-------- Data shown

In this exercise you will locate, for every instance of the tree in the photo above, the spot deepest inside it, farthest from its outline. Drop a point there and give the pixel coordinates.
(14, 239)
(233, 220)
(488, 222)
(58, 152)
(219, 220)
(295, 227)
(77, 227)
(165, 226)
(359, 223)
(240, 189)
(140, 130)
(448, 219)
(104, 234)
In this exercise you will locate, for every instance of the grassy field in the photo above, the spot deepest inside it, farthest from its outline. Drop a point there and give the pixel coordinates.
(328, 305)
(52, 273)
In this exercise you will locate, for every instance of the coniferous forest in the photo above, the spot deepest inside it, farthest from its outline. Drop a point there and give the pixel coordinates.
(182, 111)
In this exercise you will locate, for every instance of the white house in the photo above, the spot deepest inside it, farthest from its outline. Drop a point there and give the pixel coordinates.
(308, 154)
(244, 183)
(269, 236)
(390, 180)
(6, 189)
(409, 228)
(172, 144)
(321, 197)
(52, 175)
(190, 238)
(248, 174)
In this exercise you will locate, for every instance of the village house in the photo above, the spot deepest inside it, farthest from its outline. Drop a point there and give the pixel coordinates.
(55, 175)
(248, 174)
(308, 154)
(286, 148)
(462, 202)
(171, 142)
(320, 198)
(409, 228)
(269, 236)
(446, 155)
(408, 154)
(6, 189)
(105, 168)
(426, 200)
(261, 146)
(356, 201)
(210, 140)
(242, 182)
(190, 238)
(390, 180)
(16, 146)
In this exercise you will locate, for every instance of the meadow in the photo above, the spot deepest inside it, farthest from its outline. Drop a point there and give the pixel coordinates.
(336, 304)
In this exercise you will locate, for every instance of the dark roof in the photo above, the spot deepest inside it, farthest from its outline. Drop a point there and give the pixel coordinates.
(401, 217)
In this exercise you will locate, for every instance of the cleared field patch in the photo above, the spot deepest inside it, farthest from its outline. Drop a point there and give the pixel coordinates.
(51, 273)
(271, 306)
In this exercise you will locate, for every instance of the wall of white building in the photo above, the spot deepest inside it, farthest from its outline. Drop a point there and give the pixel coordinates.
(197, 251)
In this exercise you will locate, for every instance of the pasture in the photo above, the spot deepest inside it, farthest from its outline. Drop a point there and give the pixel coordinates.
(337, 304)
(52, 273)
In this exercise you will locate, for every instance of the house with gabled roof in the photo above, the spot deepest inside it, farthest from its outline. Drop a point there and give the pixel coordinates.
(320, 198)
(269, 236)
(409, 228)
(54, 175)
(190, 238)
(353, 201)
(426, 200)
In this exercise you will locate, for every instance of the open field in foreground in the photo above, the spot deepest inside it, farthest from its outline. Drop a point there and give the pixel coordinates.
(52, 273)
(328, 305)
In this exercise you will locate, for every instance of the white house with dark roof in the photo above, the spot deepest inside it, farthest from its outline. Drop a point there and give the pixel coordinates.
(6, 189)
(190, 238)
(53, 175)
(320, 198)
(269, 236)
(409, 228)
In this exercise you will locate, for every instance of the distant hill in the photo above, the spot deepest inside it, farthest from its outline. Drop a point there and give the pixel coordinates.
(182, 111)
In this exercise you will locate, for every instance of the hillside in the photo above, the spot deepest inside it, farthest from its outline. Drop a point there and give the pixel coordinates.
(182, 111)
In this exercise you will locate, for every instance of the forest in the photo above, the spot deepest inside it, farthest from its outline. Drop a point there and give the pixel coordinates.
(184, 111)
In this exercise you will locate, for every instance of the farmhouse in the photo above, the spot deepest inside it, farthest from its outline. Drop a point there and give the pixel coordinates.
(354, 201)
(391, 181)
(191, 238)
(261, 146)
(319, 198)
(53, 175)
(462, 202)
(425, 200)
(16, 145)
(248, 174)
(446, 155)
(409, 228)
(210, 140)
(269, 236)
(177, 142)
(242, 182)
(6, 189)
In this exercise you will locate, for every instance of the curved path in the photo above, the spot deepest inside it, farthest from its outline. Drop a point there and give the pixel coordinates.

----------------

▶ _Task brief_
Reproduce the entries exactly, each one as given.

▶ _Exercise output_
In this exercise you will locate, for every instance of the tree in the photo above, the spot deepest inside it, farthest from its outline. Drop a point there and give the pixel coordinates.
(14, 239)
(233, 220)
(488, 222)
(58, 152)
(219, 220)
(295, 227)
(77, 227)
(165, 226)
(359, 223)
(240, 189)
(140, 130)
(448, 219)
(104, 234)
In this exercise you will locate, for every instance of the grassy field in the photo above, the spot deepest inside it, farthest from its outline. Drop a point there and give the pixel coordinates.
(328, 305)
(52, 273)
In this exercise you will locate, for every instance of the coniferous forest in the photo above, the spot deepest inside it, farthest from its outline. Drop a point there and give the pixel coordinates.
(182, 111)
In this exercise you will locate, for every instance of the white house in the photo above, the spot deepest inside it, farthest from its outline. Drop a point there and give the pixel coordinates.
(308, 154)
(244, 183)
(269, 236)
(390, 180)
(6, 189)
(409, 228)
(172, 144)
(321, 197)
(52, 175)
(190, 238)
(248, 174)
In this exercise you will locate, for every instance of the village house in the photo above, the spot deepest inside it, farthest from its outline. Drop a point there and give the pixel coordinates.
(55, 175)
(248, 174)
(308, 154)
(286, 148)
(462, 202)
(171, 142)
(320, 198)
(409, 228)
(269, 236)
(446, 155)
(408, 154)
(6, 189)
(105, 168)
(426, 200)
(261, 146)
(356, 201)
(210, 140)
(242, 182)
(190, 238)
(390, 180)
(16, 146)
In this exercise you will locate, for every instance of the meadow in the photo above, the spot deepest inside it, farthest from its outline. Drop a point there and give the pixel coordinates.
(336, 304)
In this exercise you will locate, for every instance of the dark roof in the photo above, the spot deepest inside it, farthest from its outline. Drop a point there and give the pixel coordinates.
(401, 217)
In this exercise you will locate, for every instance of the cleared field patch in the photo above, the spot deepest inside it, farthest from its outline. Drop a point there and give the pixel coordinates.
(51, 273)
(271, 306)
In this exercise you will locate, for every instance of the wall of white building in the photo above, the spot deepest inside it, farthest from its outline. Drop a point there and give the pixel coordinates.
(197, 251)
In this exercise you will locate, for every instance of the pasture in the photo above, the spot deepest inside it, farthest from its outline. Drop a point there and give the pixel coordinates.
(337, 304)
(52, 273)
In this exercise you will locate, for every instance of the house with gabled roof in the photo above, the spot deepest inside it, farthest from its outline. Drop a point there and give the pixel coordinates.
(320, 198)
(269, 236)
(409, 228)
(54, 175)
(190, 238)
(353, 201)
(426, 200)
In this exercise you will locate, for every instance of the open field in foreground in the photo above, the spot deepest inside it, farthest from its outline. Drop a point there and give the pixel coordinates.
(52, 273)
(328, 305)
In this exercise you will locate, for every instance of the white house with dark roof in the photo above, the spot deepest inside it, farthest from its outline. Drop a point there and give the pixel coordinates.
(6, 189)
(190, 238)
(53, 175)
(320, 198)
(269, 236)
(409, 228)
In this exercise you will locate, for every instance of the distant hill in the photo above, the spot deepest inside it, farthest from its outline. Drop a point there and give the pixel coordinates.
(182, 111)
In this exercise you will locate, for every instance of the hillside in the photo above, the spot deepest inside it, farthest from its outline. Drop a point there and give the pixel coordinates.
(182, 111)
In this exercise you will locate, for every instance of the forest in the photo above, the spot deepest inside it, farthest from its outline. Drop a point there and give the pixel coordinates.
(184, 111)
In this exercise you will locate, for every instance of the farmhouse in the photo above, the spot deepest inside it, farthest from its outline. Drop a point there and give the pixel coordinates.
(354, 201)
(391, 181)
(191, 238)
(261, 146)
(319, 198)
(53, 175)
(462, 202)
(425, 200)
(16, 145)
(248, 174)
(446, 155)
(409, 228)
(210, 140)
(269, 236)
(177, 142)
(242, 182)
(6, 189)
In this exercise you will locate, for every instance of the curved path in the photo above, the spot deepest inside it, farthest from its outline. Drop a point there and give the pixel coordinates.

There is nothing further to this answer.